**Quoted passage:**
^^^^^^^^^^^^^^^^

[vfio-users] GPU driver crashes when running a second VM if either VM has a virtual disk stored on physical media other than the root disk. Tested on three X58 chipset MBs

Peter Maloney peter.maloney at brockmann-consult.de
Thu Nov 16 09:59:22 UTC 2017


Oh I saw your other thread but didn't see this one where you show usb
passthrough... I've seen usb passthrough fail with an i7 5820K and X99
chipset on some kernels between 4.9 and 4.13 (but 4.13.11 works fine).
... 4.10 is in that range, but I didn't test that one on the X99. And I
don't have anything with X58.

When usb passthrough fails this way, the host dmesg shows things like
this 
https://gist.github.com/anonymous/d1cfe9ef5ebef0f96bb8d9ac451140f0  and
then none of my usb devices work, such as the keyboard and mouse on the
host (can't even REISUB :D and I disabled the power button due to
toddler fascination with such buttons).

So I suggest
- test without usb passthrough... try synergy if you need mouse/keyboard
control, or pci passthrough of a usb controller
- using kernel 4.13.11 which worked for me on the X99, or .12 which is
the latest but only tested once so far.


My setup:
vm 1
    second seat with another monitor. On the i7, with usb passthrough
for keyboard, mouse, usb sound card. On the ryzen 7, pci passthrough of
the usb controller.

^^^^^^^^^^^^^^^^

**What is asked:**
**A.** In the USB passthrough post, why does the writer recommend kernel 4.13.11?
**B.** Name every processor and chipset mentioned in the USB passthrough post.

^^^^^^^^^^^^^^^^

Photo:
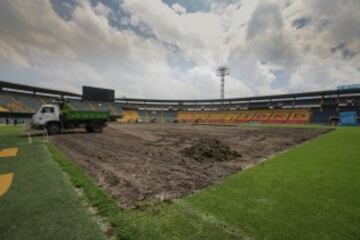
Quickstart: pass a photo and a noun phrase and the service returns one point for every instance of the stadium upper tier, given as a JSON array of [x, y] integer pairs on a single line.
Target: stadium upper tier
[[296, 100], [18, 98]]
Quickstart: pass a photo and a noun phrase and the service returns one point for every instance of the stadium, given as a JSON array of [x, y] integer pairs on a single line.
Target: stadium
[[193, 169], [179, 120]]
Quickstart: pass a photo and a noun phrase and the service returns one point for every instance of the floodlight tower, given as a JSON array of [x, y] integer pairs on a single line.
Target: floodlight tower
[[222, 71]]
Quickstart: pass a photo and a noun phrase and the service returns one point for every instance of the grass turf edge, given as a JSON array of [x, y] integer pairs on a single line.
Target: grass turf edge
[[95, 197]]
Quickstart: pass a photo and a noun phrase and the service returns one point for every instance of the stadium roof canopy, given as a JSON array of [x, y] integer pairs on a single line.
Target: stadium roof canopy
[[8, 86], [243, 99]]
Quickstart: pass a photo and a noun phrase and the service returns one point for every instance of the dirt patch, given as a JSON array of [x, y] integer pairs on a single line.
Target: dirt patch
[[210, 150], [165, 161]]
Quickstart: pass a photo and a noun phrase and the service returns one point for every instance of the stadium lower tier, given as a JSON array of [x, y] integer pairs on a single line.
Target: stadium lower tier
[[299, 116], [24, 103], [274, 116]]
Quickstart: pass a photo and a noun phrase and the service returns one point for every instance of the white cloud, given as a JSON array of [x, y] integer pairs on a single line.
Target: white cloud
[[316, 45]]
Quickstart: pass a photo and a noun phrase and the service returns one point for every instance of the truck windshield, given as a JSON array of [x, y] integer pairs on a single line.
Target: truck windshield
[[47, 110]]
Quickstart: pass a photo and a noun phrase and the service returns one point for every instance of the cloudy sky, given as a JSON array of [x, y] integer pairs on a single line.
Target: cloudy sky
[[171, 48]]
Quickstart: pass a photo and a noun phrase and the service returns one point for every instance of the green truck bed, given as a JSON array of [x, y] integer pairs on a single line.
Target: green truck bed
[[86, 115]]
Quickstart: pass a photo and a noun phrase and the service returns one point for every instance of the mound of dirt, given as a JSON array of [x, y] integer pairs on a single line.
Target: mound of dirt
[[210, 150]]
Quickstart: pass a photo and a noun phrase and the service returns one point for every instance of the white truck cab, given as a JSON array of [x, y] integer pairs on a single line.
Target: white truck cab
[[46, 113]]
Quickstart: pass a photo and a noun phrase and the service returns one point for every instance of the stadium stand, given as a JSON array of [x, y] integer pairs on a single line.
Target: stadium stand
[[323, 107], [130, 116], [295, 116], [29, 102]]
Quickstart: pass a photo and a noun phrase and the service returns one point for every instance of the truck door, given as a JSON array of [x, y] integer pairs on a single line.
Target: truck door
[[48, 114]]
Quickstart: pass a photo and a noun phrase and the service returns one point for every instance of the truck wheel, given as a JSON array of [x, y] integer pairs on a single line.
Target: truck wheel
[[53, 128], [97, 127], [94, 127]]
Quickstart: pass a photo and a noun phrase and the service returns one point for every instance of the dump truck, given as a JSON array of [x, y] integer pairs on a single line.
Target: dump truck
[[59, 116]]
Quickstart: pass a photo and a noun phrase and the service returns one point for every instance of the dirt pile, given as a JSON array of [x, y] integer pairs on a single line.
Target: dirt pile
[[210, 150], [144, 162]]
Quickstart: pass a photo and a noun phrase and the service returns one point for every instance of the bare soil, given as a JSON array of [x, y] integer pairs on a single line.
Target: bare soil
[[141, 162]]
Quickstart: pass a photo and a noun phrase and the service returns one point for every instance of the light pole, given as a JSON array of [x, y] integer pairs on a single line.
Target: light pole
[[222, 71]]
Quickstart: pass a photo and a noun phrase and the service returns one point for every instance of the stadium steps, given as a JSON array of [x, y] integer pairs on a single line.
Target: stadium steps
[[17, 102]]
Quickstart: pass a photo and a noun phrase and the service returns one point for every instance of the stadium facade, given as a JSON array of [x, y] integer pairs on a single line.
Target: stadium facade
[[21, 101]]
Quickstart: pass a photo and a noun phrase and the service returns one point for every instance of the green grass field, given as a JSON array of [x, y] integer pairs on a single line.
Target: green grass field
[[41, 202], [310, 192]]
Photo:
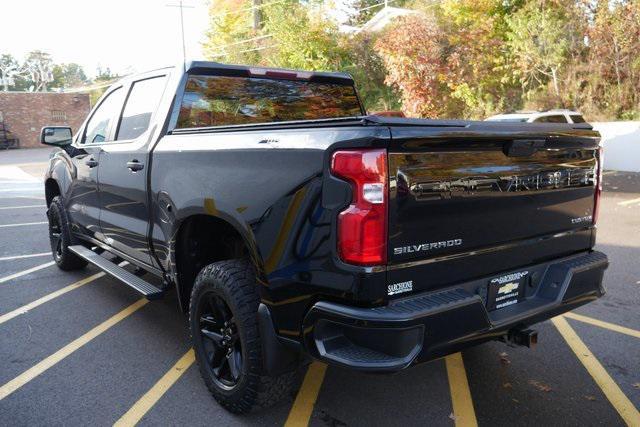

^^^^^^^^^^^^^^^^

**Answers to the tasks:**
**A.** The writer recommends it because it worked on the writer's X99 system. On that same system, USB passthrough had failed on some kernels between 4.9 and 4.13.

**B.** i7 5820K, X99 chipset, X58 chipset, Ryzen 7